**DATA EXCERPTS:**
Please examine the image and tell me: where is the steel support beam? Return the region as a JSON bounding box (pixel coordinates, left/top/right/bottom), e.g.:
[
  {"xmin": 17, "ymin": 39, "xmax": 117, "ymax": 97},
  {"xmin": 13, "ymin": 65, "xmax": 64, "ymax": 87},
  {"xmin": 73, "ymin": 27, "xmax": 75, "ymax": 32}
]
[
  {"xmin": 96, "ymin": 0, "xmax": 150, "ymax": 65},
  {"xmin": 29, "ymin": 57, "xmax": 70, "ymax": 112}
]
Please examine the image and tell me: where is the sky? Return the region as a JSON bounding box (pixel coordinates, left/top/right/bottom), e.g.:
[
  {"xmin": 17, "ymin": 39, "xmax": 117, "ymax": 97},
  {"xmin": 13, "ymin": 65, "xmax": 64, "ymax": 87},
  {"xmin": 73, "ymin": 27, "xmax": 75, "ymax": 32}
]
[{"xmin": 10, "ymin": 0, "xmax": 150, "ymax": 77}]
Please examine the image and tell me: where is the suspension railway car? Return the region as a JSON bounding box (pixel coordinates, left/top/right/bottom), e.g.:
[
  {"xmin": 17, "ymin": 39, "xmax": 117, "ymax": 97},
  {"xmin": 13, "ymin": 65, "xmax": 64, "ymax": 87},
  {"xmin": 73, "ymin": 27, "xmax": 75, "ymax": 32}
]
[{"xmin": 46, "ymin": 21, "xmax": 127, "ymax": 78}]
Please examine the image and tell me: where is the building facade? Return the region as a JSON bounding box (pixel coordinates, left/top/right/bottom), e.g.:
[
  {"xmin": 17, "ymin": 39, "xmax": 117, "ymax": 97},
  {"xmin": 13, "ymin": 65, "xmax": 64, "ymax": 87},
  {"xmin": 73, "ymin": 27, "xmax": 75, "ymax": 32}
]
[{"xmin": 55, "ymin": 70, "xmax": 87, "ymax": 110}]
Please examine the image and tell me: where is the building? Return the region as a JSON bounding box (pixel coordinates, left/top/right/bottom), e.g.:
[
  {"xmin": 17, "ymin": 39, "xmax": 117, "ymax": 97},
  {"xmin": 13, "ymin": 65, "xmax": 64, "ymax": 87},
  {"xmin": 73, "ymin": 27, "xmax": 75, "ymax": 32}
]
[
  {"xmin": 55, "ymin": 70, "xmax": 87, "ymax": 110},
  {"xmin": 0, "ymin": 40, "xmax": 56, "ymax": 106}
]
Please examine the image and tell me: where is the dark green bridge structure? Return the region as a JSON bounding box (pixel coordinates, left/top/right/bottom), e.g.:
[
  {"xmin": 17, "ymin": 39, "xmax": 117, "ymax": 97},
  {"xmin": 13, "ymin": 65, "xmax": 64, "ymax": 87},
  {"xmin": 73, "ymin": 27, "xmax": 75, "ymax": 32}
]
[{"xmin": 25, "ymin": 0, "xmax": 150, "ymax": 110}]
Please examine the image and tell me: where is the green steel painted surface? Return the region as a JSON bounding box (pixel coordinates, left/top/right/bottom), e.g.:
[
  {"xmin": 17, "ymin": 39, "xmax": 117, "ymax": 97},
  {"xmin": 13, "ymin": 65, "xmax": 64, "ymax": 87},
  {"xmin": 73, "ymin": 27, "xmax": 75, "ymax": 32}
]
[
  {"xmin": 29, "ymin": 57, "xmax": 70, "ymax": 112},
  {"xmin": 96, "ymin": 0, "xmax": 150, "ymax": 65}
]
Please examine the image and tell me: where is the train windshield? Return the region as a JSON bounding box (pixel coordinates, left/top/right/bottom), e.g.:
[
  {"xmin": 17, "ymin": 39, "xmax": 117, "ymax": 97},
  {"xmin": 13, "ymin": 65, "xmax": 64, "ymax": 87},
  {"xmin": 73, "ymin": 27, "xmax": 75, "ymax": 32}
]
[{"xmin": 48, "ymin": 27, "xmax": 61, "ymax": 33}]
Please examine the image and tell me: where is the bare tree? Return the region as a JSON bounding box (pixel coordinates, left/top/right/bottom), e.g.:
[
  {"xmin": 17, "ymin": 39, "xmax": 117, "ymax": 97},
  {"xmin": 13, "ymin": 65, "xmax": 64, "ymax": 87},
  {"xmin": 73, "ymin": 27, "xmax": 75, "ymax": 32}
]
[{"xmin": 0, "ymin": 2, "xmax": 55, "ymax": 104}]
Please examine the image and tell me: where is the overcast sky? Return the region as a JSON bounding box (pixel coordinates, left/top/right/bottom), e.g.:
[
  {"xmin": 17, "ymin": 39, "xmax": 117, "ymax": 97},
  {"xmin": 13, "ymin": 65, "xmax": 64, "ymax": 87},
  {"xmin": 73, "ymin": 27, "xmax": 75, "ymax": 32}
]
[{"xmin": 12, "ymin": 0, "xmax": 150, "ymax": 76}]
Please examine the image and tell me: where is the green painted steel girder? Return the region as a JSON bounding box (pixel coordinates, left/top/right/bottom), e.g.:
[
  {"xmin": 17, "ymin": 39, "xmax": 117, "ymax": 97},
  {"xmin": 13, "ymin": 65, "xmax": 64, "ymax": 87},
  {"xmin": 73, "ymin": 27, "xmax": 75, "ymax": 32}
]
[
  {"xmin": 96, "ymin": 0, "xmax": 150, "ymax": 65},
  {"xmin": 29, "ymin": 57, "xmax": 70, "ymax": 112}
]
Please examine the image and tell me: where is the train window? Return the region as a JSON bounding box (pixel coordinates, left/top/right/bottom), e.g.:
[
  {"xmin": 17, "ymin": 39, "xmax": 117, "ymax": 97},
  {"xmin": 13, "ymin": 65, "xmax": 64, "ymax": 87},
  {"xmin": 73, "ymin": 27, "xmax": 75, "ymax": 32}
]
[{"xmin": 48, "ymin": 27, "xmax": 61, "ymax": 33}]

**EXERCISE DIRECTIONS:**
Format every line of the rows above as a Markdown table with the columns n and Line, where n numbers each line in order and Line holds the line itself; leave out blank lines.

**ANSWER FOR THIS EXERCISE:**
| n | Line |
|---|---|
| 1 | Please examine the image and tell me: where is the steel support beam? Return the region as a JSON bounding box (pixel coordinates, left/top/right/bottom), e.g.: |
| 2 | [ |
| 3 |   {"xmin": 17, "ymin": 39, "xmax": 117, "ymax": 97}, |
| 4 |   {"xmin": 13, "ymin": 65, "xmax": 64, "ymax": 87}, |
| 5 |   {"xmin": 73, "ymin": 27, "xmax": 75, "ymax": 32} |
| 6 | ] |
| 7 | [ |
| 8 |   {"xmin": 96, "ymin": 0, "xmax": 150, "ymax": 65}, |
| 9 |   {"xmin": 29, "ymin": 57, "xmax": 70, "ymax": 112} |
| 10 | ] |
| 11 | Please examine the image and tell me: where is the sky? Return the region as a JSON bounding box (pixel coordinates, left/top/right/bottom), e.g.: |
| 12 | [ |
| 13 |   {"xmin": 17, "ymin": 39, "xmax": 117, "ymax": 97}, |
| 14 |   {"xmin": 13, "ymin": 65, "xmax": 64, "ymax": 87}, |
| 15 |   {"xmin": 73, "ymin": 27, "xmax": 75, "ymax": 32} |
| 16 | ] |
| 17 | [{"xmin": 10, "ymin": 0, "xmax": 150, "ymax": 77}] |
| 18 | Please examine the image and tell me: where is the suspension railway car? Return the region as a JSON bounding box (pixel coordinates, left/top/right/bottom), e.g.: |
| 19 | [ |
| 20 |   {"xmin": 17, "ymin": 39, "xmax": 117, "ymax": 97}, |
| 21 |   {"xmin": 13, "ymin": 65, "xmax": 64, "ymax": 87}, |
| 22 |   {"xmin": 73, "ymin": 27, "xmax": 75, "ymax": 32} |
| 23 | ] |
| 24 | [{"xmin": 46, "ymin": 21, "xmax": 127, "ymax": 78}] |
| 25 | Please examine the image and tell me: where is the building facade? Return the region as a JSON bounding box (pixel coordinates, left/top/right/bottom), e.g.: |
| 26 | [ |
| 27 |   {"xmin": 17, "ymin": 39, "xmax": 117, "ymax": 97}, |
| 28 |   {"xmin": 13, "ymin": 65, "xmax": 64, "ymax": 87}, |
| 29 |   {"xmin": 73, "ymin": 27, "xmax": 75, "ymax": 32} |
| 30 | ] |
| 31 | [{"xmin": 55, "ymin": 70, "xmax": 87, "ymax": 110}] |
| 32 | Please examine the image and tell me: where is the building? Return the region as a JSON bounding box (pixel coordinates, left/top/right/bottom), e.g.: |
| 33 | [ |
| 34 |   {"xmin": 17, "ymin": 39, "xmax": 117, "ymax": 97}, |
| 35 |   {"xmin": 13, "ymin": 65, "xmax": 64, "ymax": 87}, |
| 36 |   {"xmin": 73, "ymin": 27, "xmax": 75, "ymax": 32} |
| 37 | ] |
| 38 | [ |
| 39 |   {"xmin": 55, "ymin": 70, "xmax": 87, "ymax": 110}, |
| 40 |   {"xmin": 0, "ymin": 40, "xmax": 56, "ymax": 106} |
| 41 | ] |
| 42 | Please examine the image and tell me: where is the dark green bridge structure? Return the region as a JSON bounding box (pixel coordinates, left/top/right/bottom), e.g.: |
| 43 | [ |
| 44 |   {"xmin": 17, "ymin": 39, "xmax": 117, "ymax": 97}, |
| 45 |   {"xmin": 13, "ymin": 65, "xmax": 64, "ymax": 87}, |
| 46 |   {"xmin": 73, "ymin": 27, "xmax": 75, "ymax": 32} |
| 47 | ] |
| 48 | [{"xmin": 25, "ymin": 0, "xmax": 150, "ymax": 110}] |
| 49 | Please examine the image and tell me: where is the green steel painted surface? Return the region as a JSON bounding box (pixel coordinates, left/top/right/bottom), e.g.: |
| 50 | [ |
| 51 |   {"xmin": 17, "ymin": 39, "xmax": 117, "ymax": 97}, |
| 52 |   {"xmin": 13, "ymin": 65, "xmax": 64, "ymax": 87}, |
| 53 |   {"xmin": 73, "ymin": 27, "xmax": 75, "ymax": 32} |
| 54 | ] |
| 55 | [ |
| 56 |   {"xmin": 29, "ymin": 57, "xmax": 70, "ymax": 112}, |
| 57 |   {"xmin": 96, "ymin": 0, "xmax": 150, "ymax": 65} |
| 58 | ] |
| 59 | Please examine the image and tell me: where is the train windshield? Return the region as a JSON bounding box (pixel coordinates, left/top/right/bottom), e.g.: |
| 60 | [ |
| 61 |   {"xmin": 17, "ymin": 39, "xmax": 117, "ymax": 97}, |
| 62 |   {"xmin": 13, "ymin": 65, "xmax": 64, "ymax": 87}, |
| 63 |   {"xmin": 73, "ymin": 27, "xmax": 75, "ymax": 32} |
| 64 | ] |
| 65 | [{"xmin": 48, "ymin": 27, "xmax": 61, "ymax": 33}] |
| 66 | Please examine the image and tell me: where is the bare tree? Return the region as a JSON bounding box (pixel coordinates, left/top/right/bottom), e.g.: |
| 67 | [ |
| 68 |   {"xmin": 17, "ymin": 39, "xmax": 117, "ymax": 97}, |
| 69 |   {"xmin": 13, "ymin": 65, "xmax": 64, "ymax": 87}, |
| 70 |   {"xmin": 73, "ymin": 27, "xmax": 75, "ymax": 32} |
| 71 | ] |
| 72 | [{"xmin": 0, "ymin": 2, "xmax": 55, "ymax": 104}] |
| 73 | Please examine the image and tell me: where is the overcast sky? Return the region as a JSON bounding box (pixel coordinates, left/top/right/bottom), e.g.: |
| 74 | [ |
| 75 |   {"xmin": 17, "ymin": 39, "xmax": 117, "ymax": 97}, |
| 76 |   {"xmin": 13, "ymin": 65, "xmax": 64, "ymax": 87}, |
| 77 |   {"xmin": 73, "ymin": 27, "xmax": 75, "ymax": 32} |
| 78 | ] |
| 79 | [{"xmin": 12, "ymin": 0, "xmax": 150, "ymax": 76}] |
| 80 | Please examine the image and tell me: where is the green painted steel girder? Return the region as a JSON bounding box (pixel coordinates, left/top/right/bottom), e.g.: |
| 81 | [ |
| 82 |   {"xmin": 17, "ymin": 39, "xmax": 117, "ymax": 97}, |
| 83 |   {"xmin": 13, "ymin": 65, "xmax": 64, "ymax": 87}, |
| 84 |   {"xmin": 73, "ymin": 27, "xmax": 75, "ymax": 32} |
| 85 | ] |
| 86 | [ |
| 87 |   {"xmin": 96, "ymin": 0, "xmax": 150, "ymax": 65}, |
| 88 |   {"xmin": 29, "ymin": 57, "xmax": 70, "ymax": 112} |
| 89 | ] |
| 90 | Please examine the image and tell me: where is the train window? Return the region as a JSON bounding box (pixel coordinates, left/top/right/bottom), e.g.: |
| 91 | [ |
| 92 |   {"xmin": 17, "ymin": 39, "xmax": 117, "ymax": 97}, |
| 93 |   {"xmin": 13, "ymin": 65, "xmax": 64, "ymax": 87}, |
| 94 |   {"xmin": 73, "ymin": 27, "xmax": 75, "ymax": 32} |
| 95 | ] |
| 96 | [{"xmin": 48, "ymin": 27, "xmax": 61, "ymax": 33}] |